The answer must be an exact printing of every record below, with the pictures omitted.

Content starts

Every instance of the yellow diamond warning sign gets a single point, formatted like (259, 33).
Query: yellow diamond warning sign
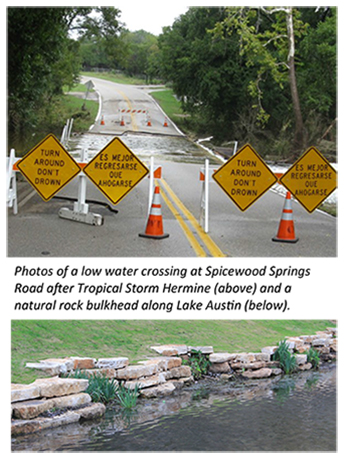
(48, 167)
(115, 170)
(311, 179)
(245, 177)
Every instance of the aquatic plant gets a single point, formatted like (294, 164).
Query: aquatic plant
(286, 359)
(101, 389)
(198, 363)
(313, 357)
(127, 397)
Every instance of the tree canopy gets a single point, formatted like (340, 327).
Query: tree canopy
(241, 73)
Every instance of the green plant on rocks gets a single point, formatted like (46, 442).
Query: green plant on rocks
(286, 359)
(105, 390)
(127, 397)
(313, 357)
(198, 363)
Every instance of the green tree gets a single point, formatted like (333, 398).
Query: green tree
(207, 72)
(41, 58)
(140, 47)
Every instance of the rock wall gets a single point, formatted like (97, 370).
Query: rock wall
(157, 376)
(43, 404)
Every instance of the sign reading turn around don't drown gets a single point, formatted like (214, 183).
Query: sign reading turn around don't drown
(245, 177)
(48, 167)
(115, 170)
(311, 179)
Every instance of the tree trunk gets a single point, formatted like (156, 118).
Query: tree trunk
(298, 143)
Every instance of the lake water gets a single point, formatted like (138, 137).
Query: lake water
(295, 413)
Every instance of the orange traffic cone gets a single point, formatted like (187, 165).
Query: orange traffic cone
(154, 228)
(286, 232)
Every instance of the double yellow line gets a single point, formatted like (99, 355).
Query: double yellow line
(203, 245)
(133, 119)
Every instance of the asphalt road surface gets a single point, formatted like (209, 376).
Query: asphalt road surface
(37, 230)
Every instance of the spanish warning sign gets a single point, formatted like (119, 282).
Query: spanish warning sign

Content ends

• **TASK SOLUTION**
Every instance of the yellow diamond warning sign gets a single point, formatted like (259, 33).
Query: yellow diamond warning sign
(48, 167)
(115, 170)
(311, 179)
(245, 177)
Every instance of the aquatic plant gets a single point, formatted like (294, 164).
Query: aquatic plant
(286, 359)
(101, 389)
(198, 363)
(313, 357)
(127, 397)
Every instance of the tree canopy gets a single point, formatted like (340, 327).
Query: tree canopy
(241, 73)
Every instance of the green plant on rocks gets a single point, formatted like (46, 442).
Query: green plant on rocks
(286, 359)
(105, 390)
(127, 397)
(313, 357)
(198, 363)
Every instance of the green tree gets a single point, formatted like (333, 398).
Query: green tree
(207, 72)
(41, 58)
(140, 47)
Every instance of the rock wall gets a single point, formatted like (97, 370).
Query: rock wall
(157, 376)
(43, 404)
Every instance of the sign reading turn around don't drown gets a single point, formatted like (214, 183).
Query: sign reading turn around don't drown
(245, 177)
(48, 167)
(115, 170)
(311, 179)
Every instance of the tree trunk gets a single point, formatted like (156, 118).
Query: tree trunk
(298, 143)
Every instance of the lake water gets a single point, formatted like (138, 137).
Query: lake water
(295, 413)
Every instance of the orange traffic cone gets a single point, formatted like (187, 165).
Query: orange traffic cone
(154, 228)
(286, 232)
Every instance of the double yellow line gets a single point, formatted like (99, 355).
Query: double yellow line
(203, 245)
(133, 119)
Every instance of the asphalt road surface gets a single point, formatted like (209, 376).
Query: asphalt road surface
(37, 230)
Every instance of the spanish warning sign gets a single point, formatted like (119, 282).
Query: spanish warning sign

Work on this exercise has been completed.